### Text excerpt
┌────────

OVERGROWTH
Solo exhibition at Contrast - Tokyo, Japan.
What can be called “capsule aesthetic” has been a staple of graphic and industrial design for over a decade now. Websites, apps UI, infographics, etc. feature soft yet crisp, regular geometries with perfectly rounded corners, and are paired with pastel colored, uniform gradient fills. This visual language has spread through SNS and other platforms, and have become part of purely visual media like CG art, graphic art, and even more traditional media like painting and sculpture. Visual competition over brand identity and recognizability forces designers and engineers to simplify, flatten, soften every visible bit of information.
Like a fungal infection that spreads pervasively throughout its substrate – but that only displays pretty blooming patterns on the surface, “capsule aesthetic” seeks to give simplicity and friendliness to our impossibly chaotic internet environment. It makes us forget how frighteningly overstimulating and randomly curated is the content that we consume, and how little control we actually have over most of the technology that overwhelms our attention through algorithms and AI. Ultimately, this visual language eases us into forgetting how virtual environments and invisible forces shape our everyday lives and influence our physical bodies.
Andrea Samory’s first solo exhibition “Overgrowth” explores how most systems of aggregation and emergence can look deceivingly beautiful and familiar - yet their inner workings and the true extent of their scale are impossible to fully comprehend or visualize. It highlights the human instinct to create systems whose prime directive, as seen in nature, is growth beyond ethics and morals. It also takes inspiration from how virality (both as a biology-related concept and an internet-related concept) shape our society. Shiny, multiple, perfect abstract shapes overwhelm and engulf the landscapes of biomorphic patterns present in the exhibition’s sculptures and video projections. As in the body-horror movies Akira (1988) and Videodrome (1983), the concept of overgrowth is evoked as the continuous struggle between creation and entropy - both at the microscopic scale and at the cosmic scale, both in the physical world and in the virtual world.

└────────

### The data
┌────────

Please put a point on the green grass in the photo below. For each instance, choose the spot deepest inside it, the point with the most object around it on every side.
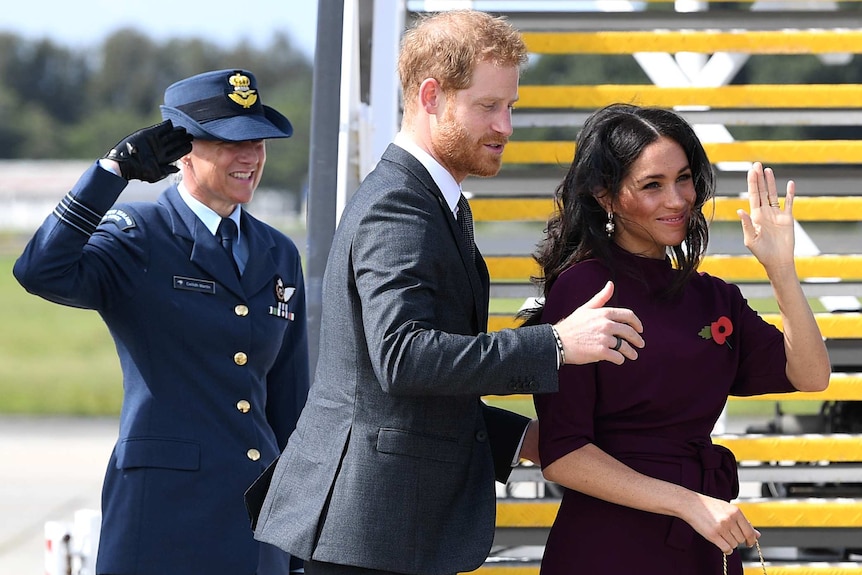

└────────
┌────────

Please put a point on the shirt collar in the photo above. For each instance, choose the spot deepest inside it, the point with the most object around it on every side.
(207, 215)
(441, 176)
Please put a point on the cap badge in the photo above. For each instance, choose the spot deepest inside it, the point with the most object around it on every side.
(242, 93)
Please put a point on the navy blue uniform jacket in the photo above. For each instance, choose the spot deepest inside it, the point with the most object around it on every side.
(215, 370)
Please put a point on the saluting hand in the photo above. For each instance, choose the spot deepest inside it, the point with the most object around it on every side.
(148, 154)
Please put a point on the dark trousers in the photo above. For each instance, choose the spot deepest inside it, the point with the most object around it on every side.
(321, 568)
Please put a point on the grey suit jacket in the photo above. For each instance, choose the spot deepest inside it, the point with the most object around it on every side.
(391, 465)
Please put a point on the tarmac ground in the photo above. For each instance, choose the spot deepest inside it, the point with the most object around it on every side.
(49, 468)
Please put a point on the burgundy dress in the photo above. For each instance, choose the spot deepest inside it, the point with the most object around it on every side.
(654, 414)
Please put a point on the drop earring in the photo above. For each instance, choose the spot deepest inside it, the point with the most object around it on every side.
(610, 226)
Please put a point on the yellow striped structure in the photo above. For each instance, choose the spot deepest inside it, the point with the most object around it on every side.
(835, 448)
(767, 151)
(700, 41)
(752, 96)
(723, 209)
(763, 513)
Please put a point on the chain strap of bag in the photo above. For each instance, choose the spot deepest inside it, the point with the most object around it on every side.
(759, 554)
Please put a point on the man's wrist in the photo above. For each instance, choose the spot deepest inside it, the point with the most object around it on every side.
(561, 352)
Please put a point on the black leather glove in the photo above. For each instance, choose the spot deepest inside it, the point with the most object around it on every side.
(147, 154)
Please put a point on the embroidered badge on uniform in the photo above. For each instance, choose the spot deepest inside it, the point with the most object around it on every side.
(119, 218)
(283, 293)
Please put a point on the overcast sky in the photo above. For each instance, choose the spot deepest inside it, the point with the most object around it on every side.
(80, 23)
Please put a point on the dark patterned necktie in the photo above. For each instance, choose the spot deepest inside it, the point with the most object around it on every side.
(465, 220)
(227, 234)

└────────

### Required action
Which two body-horror movies does the Overgrowth exhibition text mention? Please give their titles and years.

### Task output
Akira (1988) and Videodrome (1983).